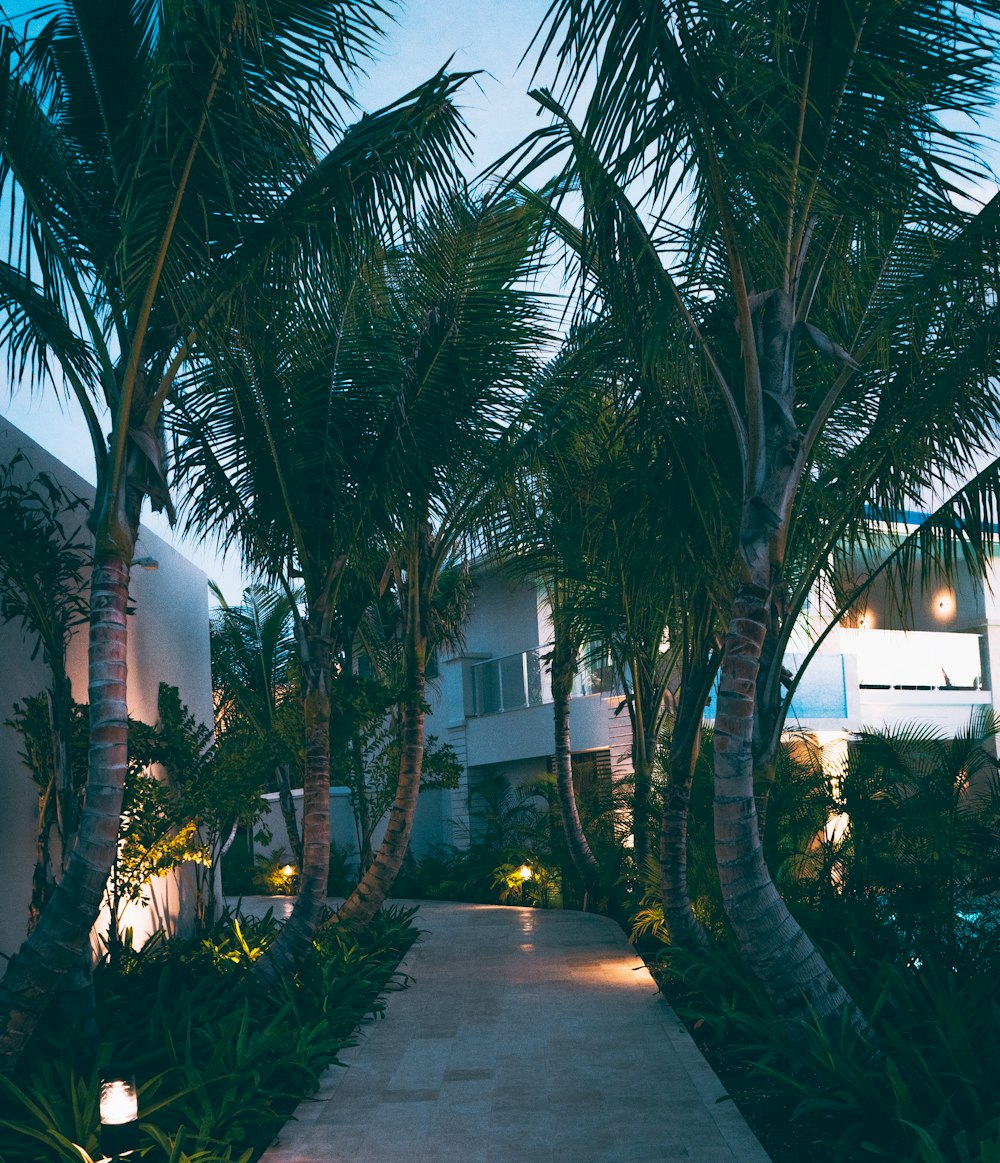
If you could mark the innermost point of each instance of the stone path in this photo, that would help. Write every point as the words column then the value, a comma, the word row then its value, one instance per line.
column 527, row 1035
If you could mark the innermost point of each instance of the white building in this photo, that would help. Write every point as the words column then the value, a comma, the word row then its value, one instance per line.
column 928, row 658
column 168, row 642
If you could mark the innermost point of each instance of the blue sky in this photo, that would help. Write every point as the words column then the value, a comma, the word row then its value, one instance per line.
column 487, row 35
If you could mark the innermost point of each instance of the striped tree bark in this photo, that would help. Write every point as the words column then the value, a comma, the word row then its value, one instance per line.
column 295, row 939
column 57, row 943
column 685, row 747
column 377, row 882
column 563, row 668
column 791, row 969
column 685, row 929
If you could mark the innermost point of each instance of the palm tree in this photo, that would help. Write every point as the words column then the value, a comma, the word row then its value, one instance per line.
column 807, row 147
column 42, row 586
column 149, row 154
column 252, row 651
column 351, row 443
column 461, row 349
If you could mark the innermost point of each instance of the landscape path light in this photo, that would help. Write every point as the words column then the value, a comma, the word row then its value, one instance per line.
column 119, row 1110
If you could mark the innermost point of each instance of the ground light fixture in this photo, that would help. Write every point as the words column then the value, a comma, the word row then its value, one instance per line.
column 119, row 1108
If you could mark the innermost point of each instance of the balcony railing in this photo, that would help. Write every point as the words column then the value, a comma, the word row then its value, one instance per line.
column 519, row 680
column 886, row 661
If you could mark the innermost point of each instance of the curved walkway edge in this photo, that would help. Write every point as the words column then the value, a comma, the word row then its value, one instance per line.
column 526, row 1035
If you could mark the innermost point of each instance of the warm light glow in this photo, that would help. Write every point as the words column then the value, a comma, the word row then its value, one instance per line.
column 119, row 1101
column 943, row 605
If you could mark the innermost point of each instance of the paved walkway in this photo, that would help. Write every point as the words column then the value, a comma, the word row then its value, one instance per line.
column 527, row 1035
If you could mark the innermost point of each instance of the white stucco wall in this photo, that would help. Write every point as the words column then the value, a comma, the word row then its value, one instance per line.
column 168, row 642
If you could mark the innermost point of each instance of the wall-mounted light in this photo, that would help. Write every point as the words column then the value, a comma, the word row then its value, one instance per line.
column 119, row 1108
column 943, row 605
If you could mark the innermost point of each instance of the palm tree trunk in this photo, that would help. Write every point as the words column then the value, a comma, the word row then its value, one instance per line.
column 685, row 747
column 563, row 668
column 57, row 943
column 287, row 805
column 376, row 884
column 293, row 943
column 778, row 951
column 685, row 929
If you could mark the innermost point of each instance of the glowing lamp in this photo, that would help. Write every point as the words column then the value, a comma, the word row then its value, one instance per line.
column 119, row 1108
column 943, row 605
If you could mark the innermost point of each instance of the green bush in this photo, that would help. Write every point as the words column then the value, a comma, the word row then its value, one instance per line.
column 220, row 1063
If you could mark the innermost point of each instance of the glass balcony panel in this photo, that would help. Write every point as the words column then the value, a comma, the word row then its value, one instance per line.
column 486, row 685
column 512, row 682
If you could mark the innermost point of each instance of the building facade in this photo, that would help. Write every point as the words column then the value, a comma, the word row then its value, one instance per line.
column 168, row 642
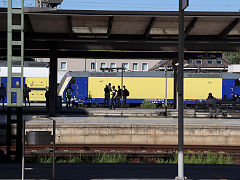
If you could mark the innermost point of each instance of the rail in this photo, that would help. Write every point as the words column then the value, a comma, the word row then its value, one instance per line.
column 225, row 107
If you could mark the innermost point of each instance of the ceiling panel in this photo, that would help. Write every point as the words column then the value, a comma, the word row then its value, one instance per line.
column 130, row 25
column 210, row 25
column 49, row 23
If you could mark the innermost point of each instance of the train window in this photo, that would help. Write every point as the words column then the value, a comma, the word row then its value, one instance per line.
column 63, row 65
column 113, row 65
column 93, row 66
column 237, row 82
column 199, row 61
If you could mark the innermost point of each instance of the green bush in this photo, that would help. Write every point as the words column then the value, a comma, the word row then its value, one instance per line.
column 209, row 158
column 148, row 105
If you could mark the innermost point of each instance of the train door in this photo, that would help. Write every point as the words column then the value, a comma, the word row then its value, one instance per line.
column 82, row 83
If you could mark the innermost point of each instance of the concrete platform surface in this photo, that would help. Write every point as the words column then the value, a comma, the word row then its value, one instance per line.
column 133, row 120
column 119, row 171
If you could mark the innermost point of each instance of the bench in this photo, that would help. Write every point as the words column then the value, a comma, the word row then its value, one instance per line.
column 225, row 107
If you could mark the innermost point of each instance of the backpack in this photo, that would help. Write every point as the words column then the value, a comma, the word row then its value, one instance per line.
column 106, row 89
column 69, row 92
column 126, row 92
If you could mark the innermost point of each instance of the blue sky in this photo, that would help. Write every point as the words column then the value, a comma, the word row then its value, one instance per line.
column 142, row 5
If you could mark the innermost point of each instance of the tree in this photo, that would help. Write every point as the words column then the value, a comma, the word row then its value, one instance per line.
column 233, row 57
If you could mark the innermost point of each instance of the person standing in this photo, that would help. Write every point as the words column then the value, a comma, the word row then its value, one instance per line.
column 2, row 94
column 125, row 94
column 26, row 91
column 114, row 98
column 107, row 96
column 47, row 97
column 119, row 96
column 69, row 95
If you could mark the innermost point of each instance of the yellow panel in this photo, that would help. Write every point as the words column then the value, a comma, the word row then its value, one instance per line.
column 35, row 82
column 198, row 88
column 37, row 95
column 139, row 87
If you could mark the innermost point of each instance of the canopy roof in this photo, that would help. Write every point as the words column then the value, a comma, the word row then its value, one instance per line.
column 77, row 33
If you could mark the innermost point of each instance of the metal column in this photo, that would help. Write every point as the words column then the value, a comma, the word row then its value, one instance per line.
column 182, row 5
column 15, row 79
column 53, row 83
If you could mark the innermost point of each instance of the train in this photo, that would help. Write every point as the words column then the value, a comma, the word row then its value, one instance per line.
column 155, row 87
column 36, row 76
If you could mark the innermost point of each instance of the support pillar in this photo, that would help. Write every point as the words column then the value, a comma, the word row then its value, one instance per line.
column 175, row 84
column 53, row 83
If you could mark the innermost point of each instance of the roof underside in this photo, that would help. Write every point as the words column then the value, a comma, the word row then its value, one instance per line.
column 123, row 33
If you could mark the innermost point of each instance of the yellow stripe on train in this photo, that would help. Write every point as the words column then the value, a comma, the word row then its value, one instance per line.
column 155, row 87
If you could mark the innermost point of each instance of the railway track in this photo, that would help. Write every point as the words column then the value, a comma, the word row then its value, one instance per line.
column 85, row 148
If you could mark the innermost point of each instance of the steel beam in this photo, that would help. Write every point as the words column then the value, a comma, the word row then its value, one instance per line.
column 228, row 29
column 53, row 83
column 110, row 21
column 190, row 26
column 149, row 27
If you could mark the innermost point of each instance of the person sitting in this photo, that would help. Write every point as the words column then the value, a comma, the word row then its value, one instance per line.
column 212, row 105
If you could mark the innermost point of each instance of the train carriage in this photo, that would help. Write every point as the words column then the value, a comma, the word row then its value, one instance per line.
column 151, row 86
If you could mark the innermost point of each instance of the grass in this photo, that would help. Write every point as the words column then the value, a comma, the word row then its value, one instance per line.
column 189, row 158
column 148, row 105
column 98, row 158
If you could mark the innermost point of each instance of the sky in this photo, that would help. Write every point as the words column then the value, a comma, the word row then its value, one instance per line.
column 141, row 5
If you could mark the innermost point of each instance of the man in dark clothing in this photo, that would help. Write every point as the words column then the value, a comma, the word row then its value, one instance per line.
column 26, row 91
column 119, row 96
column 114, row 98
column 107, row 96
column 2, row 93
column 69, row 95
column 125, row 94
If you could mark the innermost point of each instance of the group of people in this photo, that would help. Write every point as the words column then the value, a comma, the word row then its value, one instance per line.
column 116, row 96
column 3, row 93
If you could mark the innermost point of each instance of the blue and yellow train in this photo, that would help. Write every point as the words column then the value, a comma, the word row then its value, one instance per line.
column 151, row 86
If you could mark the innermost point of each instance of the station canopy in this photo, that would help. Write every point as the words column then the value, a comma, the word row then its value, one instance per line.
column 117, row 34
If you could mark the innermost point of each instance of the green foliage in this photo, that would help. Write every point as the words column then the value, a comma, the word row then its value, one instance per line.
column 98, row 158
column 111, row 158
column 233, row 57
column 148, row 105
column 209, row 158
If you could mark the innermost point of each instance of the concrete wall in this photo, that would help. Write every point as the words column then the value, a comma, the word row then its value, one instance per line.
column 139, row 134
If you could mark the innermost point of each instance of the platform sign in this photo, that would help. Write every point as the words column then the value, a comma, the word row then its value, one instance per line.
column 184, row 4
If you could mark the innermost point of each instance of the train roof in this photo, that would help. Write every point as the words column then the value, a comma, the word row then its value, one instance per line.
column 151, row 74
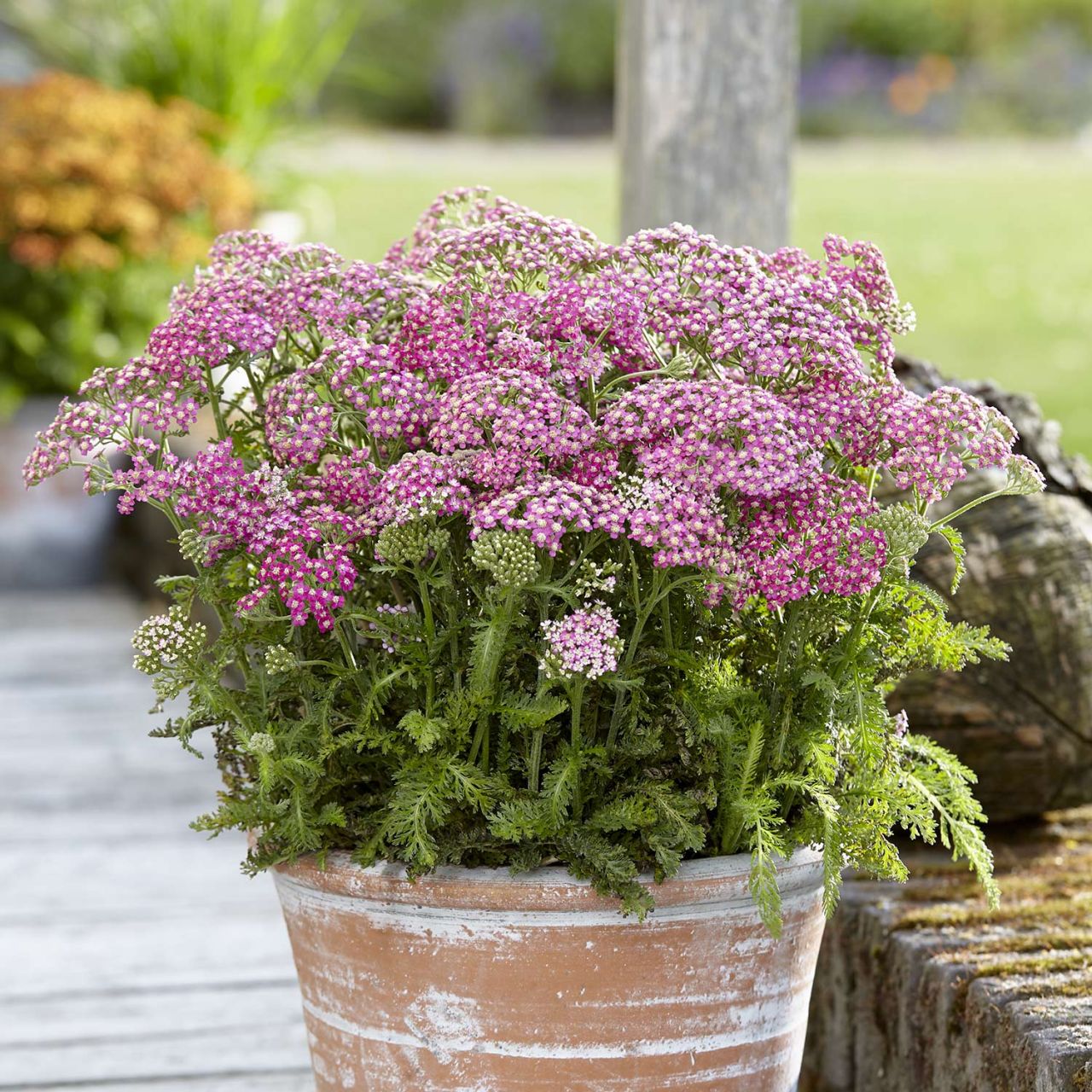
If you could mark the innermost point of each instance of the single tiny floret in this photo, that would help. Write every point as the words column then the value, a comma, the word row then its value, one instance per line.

= = = = = = =

Copy verbatim the span that begins at the line containing "the green foliage" and ends at the last line of the material, inclusive of both; exclude pictures.

If you could mark the innermost point of each instance of the green foliage in this photo, that would help. Write every point as the words column then the value, a comma, the word row then its value, one instance per line.
column 98, row 158
column 111, row 158
column 233, row 57
column 148, row 105
column 209, row 158
If you could mark the innermost point of each instance of the concrete wall in this photo, that would help. Write every point as the words column then the value, a comma, the word row then its value, one instance per line.
column 139, row 134
If you could mark the innermost point of each instance of the platform sign in this photo, that would help. Write every point as the words column then the value, a comma, the word row then its value, one instance per line.
column 184, row 4
If you could mark the innermost point of each instance of the train roof in this photo, that would help. Write every point as the words column then the value, a comma, the word row then its value, one instance per line.
column 151, row 74
If you could mark the innermost point of each instance of the single tiny floret in this photo, that would help. Write every point as the words column then the value, a comma, the word row then its value, one instance per line.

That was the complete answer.